*** RECORDS TO USE ***

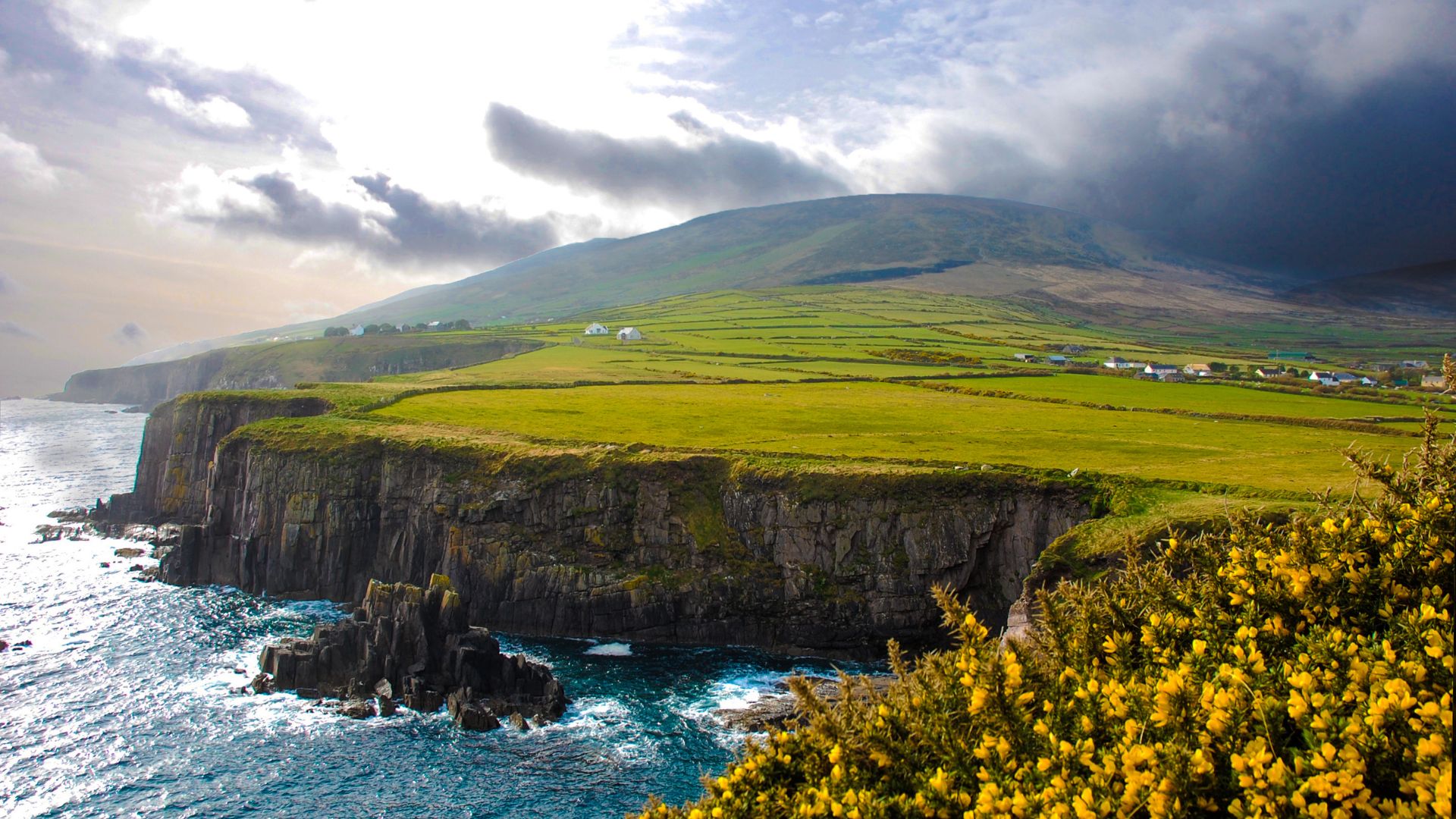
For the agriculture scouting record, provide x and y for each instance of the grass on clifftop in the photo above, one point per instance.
(1293, 670)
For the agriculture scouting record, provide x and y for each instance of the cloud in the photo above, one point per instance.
(376, 216)
(215, 110)
(24, 162)
(130, 333)
(17, 331)
(718, 171)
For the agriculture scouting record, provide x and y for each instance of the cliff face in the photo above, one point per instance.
(670, 550)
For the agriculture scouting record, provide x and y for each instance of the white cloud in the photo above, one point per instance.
(25, 162)
(215, 111)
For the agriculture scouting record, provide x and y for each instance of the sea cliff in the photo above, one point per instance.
(604, 542)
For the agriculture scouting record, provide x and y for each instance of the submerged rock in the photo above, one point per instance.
(417, 642)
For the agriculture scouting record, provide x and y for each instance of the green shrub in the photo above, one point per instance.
(1296, 670)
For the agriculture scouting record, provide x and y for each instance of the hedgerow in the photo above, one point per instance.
(1298, 670)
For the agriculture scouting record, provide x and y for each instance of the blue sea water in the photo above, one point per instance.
(123, 704)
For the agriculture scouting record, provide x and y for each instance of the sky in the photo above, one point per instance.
(174, 171)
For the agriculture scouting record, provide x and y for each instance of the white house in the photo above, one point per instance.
(1199, 369)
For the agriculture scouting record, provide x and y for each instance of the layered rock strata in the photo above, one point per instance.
(647, 547)
(417, 643)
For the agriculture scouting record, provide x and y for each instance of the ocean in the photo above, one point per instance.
(124, 704)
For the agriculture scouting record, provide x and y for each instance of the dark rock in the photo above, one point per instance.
(419, 642)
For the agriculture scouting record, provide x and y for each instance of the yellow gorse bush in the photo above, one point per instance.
(1296, 670)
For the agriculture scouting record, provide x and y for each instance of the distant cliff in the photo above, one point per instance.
(281, 365)
(673, 548)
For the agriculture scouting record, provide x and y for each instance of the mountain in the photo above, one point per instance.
(929, 242)
(1421, 290)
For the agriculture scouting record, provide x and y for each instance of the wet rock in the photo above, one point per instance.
(417, 642)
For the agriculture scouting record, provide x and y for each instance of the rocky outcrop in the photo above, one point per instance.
(419, 643)
(177, 453)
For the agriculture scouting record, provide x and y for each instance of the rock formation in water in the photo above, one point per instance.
(617, 544)
(417, 643)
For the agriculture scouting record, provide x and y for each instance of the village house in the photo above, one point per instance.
(1199, 369)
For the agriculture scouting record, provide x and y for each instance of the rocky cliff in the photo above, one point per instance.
(419, 643)
(281, 365)
(676, 548)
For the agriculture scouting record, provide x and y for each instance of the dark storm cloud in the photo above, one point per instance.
(50, 74)
(720, 172)
(414, 229)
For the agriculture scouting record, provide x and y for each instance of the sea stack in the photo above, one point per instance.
(417, 643)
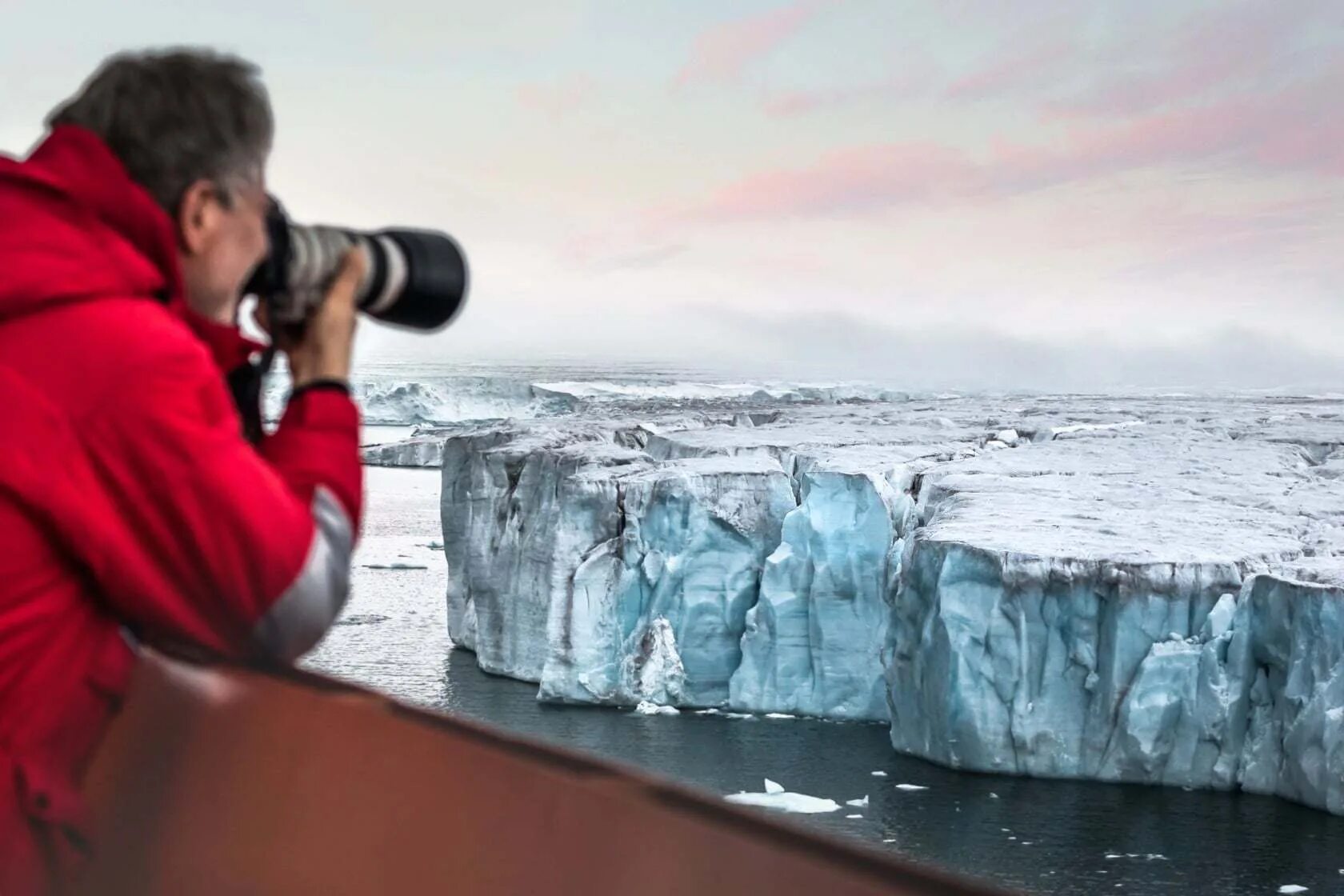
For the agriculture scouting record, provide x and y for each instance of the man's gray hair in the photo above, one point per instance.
(176, 116)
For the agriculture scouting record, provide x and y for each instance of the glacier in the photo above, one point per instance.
(1142, 589)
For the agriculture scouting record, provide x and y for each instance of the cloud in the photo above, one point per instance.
(964, 358)
(722, 53)
(558, 100)
(1294, 130)
(1246, 46)
(1016, 70)
(917, 74)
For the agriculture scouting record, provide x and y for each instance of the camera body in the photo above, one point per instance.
(414, 278)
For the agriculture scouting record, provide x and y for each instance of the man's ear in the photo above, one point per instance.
(198, 215)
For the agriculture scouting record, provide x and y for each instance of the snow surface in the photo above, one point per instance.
(1126, 589)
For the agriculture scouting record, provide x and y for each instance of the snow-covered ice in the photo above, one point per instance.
(776, 797)
(1126, 589)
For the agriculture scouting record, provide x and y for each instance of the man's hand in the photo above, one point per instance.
(324, 350)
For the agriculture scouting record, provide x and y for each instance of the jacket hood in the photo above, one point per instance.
(75, 227)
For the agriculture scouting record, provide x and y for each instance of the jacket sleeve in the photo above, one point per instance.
(237, 548)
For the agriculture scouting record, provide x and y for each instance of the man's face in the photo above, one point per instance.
(221, 243)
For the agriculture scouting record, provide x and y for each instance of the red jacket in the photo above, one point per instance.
(130, 506)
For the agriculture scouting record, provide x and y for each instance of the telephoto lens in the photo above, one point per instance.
(414, 278)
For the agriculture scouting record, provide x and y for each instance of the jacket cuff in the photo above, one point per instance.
(340, 386)
(322, 405)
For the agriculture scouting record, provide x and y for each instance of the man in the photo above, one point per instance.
(130, 504)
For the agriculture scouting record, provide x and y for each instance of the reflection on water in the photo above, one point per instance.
(1050, 837)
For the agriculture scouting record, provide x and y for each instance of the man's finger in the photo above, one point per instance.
(348, 277)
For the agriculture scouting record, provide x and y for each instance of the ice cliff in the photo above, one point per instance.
(1134, 590)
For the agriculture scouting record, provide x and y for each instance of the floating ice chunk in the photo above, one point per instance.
(646, 708)
(785, 802)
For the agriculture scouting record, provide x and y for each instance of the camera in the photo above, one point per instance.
(414, 278)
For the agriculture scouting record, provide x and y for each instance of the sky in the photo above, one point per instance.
(964, 192)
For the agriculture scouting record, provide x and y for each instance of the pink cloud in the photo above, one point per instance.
(557, 100)
(857, 179)
(1242, 46)
(722, 53)
(1015, 70)
(1289, 132)
(917, 75)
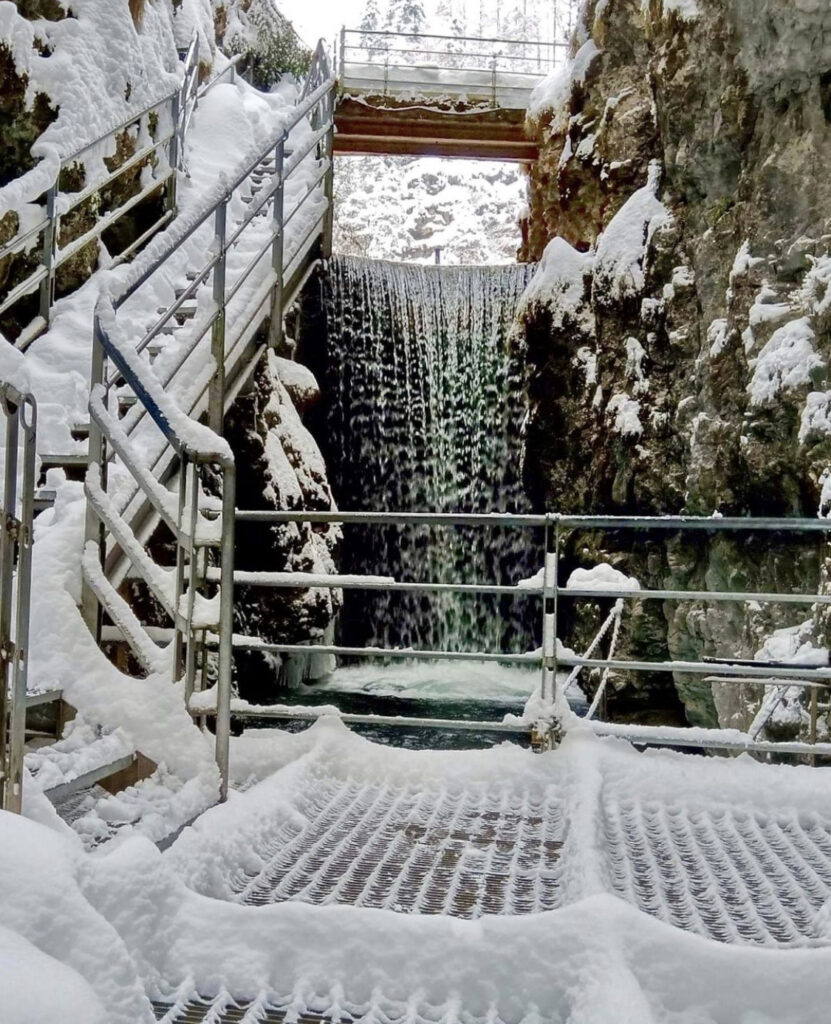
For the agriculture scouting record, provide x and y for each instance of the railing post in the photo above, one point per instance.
(90, 608)
(7, 544)
(192, 584)
(493, 80)
(216, 393)
(329, 187)
(173, 153)
(48, 257)
(178, 636)
(277, 246)
(223, 696)
(550, 607)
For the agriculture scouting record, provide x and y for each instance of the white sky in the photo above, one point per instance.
(316, 18)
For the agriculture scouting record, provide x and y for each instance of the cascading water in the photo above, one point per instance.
(425, 407)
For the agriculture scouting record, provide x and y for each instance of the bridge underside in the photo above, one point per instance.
(382, 126)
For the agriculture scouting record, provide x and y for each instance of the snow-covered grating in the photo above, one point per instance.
(734, 851)
(216, 1012)
(224, 1011)
(483, 850)
(728, 873)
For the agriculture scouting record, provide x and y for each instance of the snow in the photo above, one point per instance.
(794, 645)
(618, 264)
(635, 365)
(743, 262)
(624, 414)
(27, 999)
(601, 577)
(815, 422)
(140, 921)
(687, 10)
(403, 208)
(554, 93)
(97, 52)
(560, 285)
(716, 337)
(512, 89)
(786, 361)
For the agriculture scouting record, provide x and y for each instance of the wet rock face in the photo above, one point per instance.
(688, 372)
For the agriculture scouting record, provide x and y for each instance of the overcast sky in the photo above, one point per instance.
(316, 18)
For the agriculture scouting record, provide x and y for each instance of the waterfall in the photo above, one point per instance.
(425, 404)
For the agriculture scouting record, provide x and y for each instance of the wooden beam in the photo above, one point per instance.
(392, 145)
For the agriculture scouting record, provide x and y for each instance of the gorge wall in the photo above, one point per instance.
(679, 334)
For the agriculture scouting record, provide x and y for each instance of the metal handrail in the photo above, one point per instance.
(58, 204)
(476, 39)
(358, 60)
(812, 677)
(183, 441)
(19, 411)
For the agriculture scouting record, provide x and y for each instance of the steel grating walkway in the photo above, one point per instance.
(469, 848)
(728, 873)
(487, 850)
(730, 850)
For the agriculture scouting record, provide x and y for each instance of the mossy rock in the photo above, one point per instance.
(19, 125)
(52, 10)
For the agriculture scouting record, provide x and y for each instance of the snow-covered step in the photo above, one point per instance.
(44, 499)
(74, 464)
(84, 757)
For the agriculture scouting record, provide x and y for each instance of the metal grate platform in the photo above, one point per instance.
(724, 872)
(708, 862)
(484, 850)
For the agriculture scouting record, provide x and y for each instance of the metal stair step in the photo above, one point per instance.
(74, 464)
(44, 499)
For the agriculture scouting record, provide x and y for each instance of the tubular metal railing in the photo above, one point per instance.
(19, 415)
(156, 129)
(142, 441)
(500, 71)
(552, 592)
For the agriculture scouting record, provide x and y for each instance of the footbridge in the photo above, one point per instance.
(438, 95)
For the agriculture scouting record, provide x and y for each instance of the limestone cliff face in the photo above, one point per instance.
(679, 358)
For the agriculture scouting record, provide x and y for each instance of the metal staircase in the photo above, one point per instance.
(154, 465)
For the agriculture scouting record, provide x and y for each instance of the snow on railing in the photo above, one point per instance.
(549, 713)
(157, 129)
(500, 72)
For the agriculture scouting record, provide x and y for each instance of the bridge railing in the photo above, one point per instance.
(19, 419)
(551, 658)
(157, 134)
(498, 72)
(149, 392)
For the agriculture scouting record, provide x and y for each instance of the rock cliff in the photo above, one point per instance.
(679, 333)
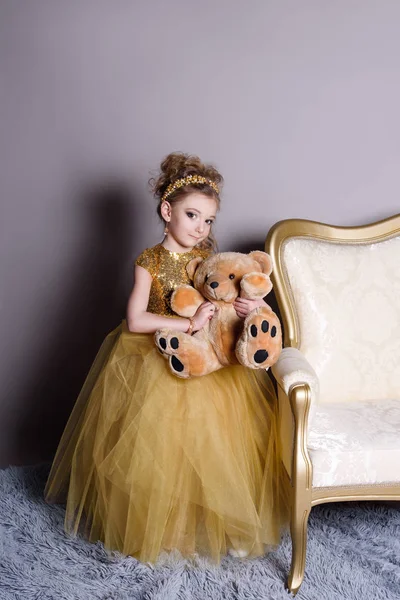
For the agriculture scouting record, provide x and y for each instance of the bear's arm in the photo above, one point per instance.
(186, 300)
(255, 285)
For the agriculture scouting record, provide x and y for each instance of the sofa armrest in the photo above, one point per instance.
(292, 368)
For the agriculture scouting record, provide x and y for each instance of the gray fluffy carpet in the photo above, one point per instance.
(353, 553)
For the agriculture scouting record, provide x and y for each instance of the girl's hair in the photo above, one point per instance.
(177, 166)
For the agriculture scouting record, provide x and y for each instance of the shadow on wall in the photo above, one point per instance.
(94, 303)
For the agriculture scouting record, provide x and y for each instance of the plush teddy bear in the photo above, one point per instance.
(254, 342)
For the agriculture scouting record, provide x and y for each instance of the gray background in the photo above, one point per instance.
(297, 102)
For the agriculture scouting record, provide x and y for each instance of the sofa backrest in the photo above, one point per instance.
(346, 298)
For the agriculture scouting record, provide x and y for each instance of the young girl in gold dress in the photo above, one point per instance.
(149, 462)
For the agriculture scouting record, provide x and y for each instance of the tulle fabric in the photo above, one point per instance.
(149, 462)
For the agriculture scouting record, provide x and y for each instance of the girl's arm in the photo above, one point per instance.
(139, 320)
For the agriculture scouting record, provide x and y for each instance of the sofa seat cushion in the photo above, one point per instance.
(355, 443)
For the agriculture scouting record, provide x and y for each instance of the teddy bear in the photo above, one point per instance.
(227, 339)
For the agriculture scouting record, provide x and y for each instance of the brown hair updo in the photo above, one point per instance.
(178, 165)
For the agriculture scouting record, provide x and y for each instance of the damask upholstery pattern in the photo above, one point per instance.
(347, 298)
(355, 443)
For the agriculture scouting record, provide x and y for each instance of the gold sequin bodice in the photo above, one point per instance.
(168, 270)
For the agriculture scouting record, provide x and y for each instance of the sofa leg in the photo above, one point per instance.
(298, 530)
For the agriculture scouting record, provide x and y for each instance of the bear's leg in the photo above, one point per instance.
(189, 356)
(260, 344)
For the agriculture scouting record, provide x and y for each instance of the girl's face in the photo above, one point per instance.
(189, 220)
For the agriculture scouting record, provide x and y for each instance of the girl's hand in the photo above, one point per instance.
(203, 314)
(243, 306)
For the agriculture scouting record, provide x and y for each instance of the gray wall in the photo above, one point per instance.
(297, 102)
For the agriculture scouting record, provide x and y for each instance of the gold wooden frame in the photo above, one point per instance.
(303, 495)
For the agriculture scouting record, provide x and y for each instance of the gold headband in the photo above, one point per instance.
(187, 181)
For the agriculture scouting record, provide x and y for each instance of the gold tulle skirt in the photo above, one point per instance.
(149, 462)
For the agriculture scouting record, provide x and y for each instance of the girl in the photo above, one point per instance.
(149, 462)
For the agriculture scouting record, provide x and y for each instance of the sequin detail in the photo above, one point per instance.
(168, 270)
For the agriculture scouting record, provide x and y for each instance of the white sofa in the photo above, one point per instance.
(338, 291)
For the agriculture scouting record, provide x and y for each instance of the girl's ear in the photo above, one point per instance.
(263, 259)
(166, 211)
(192, 265)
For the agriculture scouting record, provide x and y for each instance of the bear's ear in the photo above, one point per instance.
(263, 259)
(192, 266)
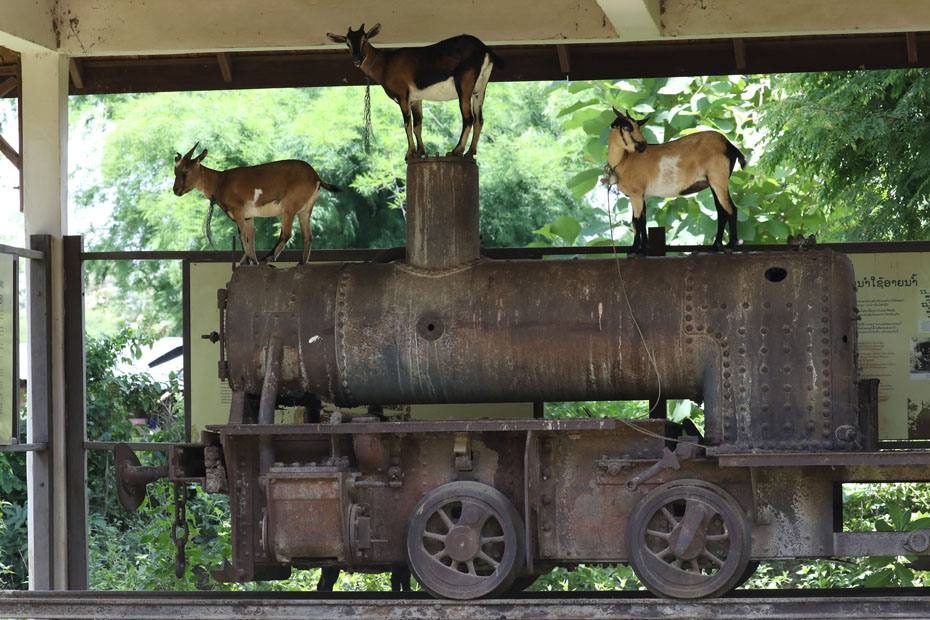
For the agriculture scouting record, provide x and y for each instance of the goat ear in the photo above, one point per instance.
(190, 153)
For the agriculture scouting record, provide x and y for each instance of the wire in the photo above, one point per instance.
(649, 352)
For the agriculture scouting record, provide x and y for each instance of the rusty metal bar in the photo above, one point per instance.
(75, 415)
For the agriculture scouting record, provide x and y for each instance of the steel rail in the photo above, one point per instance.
(824, 605)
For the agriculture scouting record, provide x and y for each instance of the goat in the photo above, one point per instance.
(281, 188)
(454, 68)
(676, 168)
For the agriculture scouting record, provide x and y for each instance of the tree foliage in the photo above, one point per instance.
(860, 137)
(522, 155)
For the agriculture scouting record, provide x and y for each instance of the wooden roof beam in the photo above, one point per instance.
(77, 74)
(8, 85)
(10, 153)
(225, 66)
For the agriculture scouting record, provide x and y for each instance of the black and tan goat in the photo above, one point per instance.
(675, 168)
(280, 188)
(456, 68)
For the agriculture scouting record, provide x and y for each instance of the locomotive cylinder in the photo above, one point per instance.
(765, 340)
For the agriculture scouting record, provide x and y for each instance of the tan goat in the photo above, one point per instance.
(280, 188)
(456, 68)
(676, 168)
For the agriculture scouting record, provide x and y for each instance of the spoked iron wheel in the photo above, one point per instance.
(465, 540)
(689, 539)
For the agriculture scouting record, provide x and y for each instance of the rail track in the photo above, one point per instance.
(884, 604)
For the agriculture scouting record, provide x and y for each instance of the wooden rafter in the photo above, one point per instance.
(225, 66)
(8, 85)
(10, 153)
(77, 73)
(565, 61)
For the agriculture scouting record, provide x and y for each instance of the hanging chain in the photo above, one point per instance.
(180, 522)
(367, 135)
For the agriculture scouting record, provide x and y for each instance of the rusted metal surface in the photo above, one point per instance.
(776, 372)
(766, 341)
(689, 539)
(442, 214)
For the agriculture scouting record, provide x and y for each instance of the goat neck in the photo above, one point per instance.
(208, 181)
(617, 154)
(371, 57)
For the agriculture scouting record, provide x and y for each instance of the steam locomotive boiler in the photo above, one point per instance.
(767, 341)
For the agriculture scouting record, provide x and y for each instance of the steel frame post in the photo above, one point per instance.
(75, 413)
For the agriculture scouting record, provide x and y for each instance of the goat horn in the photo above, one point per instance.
(190, 153)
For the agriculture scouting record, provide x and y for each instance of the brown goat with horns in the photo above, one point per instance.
(454, 68)
(281, 188)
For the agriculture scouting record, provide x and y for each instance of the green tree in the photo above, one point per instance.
(771, 205)
(860, 137)
(523, 153)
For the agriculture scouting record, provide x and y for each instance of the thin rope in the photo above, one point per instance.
(367, 135)
(649, 353)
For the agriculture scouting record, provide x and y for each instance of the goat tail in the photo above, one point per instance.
(734, 155)
(207, 230)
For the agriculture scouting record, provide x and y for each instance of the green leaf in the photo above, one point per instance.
(567, 228)
(880, 579)
(676, 85)
(546, 232)
(579, 106)
(584, 181)
(898, 519)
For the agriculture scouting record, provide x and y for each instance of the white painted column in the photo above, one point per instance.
(45, 194)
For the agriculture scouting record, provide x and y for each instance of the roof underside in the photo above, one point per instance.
(137, 46)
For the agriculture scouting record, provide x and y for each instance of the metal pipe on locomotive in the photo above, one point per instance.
(767, 341)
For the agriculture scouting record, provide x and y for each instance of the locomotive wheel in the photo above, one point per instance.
(464, 540)
(689, 539)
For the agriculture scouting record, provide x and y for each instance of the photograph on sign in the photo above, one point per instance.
(210, 397)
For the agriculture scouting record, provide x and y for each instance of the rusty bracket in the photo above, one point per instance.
(463, 454)
(609, 469)
(668, 461)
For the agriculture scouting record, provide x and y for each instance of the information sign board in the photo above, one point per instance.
(893, 296)
(9, 381)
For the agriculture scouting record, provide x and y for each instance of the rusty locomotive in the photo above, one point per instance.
(767, 341)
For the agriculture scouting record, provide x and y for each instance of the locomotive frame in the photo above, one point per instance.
(478, 508)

*** End of RECORDS TO USE ***

- [WHAT YOU WILL DO]: Lines from the one holding "the metal pipe" to the last line of the records: return these exactly, and only these.

- [THE COMPLETED TASK]:
For the agriculture scouting record, provide x and y for each instance of the metal pipe on locomotive in the photo above, one point per instance.
(767, 341)
For the agriculture scouting record, provide x and y for each instance of the locomotive wheel in the photo above, one point per instance.
(464, 540)
(689, 539)
For the agriculture scouting record, provide x and y for each instance of the photograph on sign in the photo above, one point per instance.
(210, 397)
For the agriculture scouting record, provide x and y for each instance of the rusty bracket in the photo above, one point per instance.
(463, 454)
(609, 469)
(668, 461)
For the agriculture scouting record, provide x and y for each instance of the information sign board in the photo above, one point per instance.
(893, 296)
(9, 381)
For the agriculture scouting record, provide x and y for each instance of the rusty locomotive in the photo above, one point per instance.
(767, 341)
For the agriculture scouting record, provide x and y for each instance of the locomotive frame in the photo above, one point per instance.
(478, 508)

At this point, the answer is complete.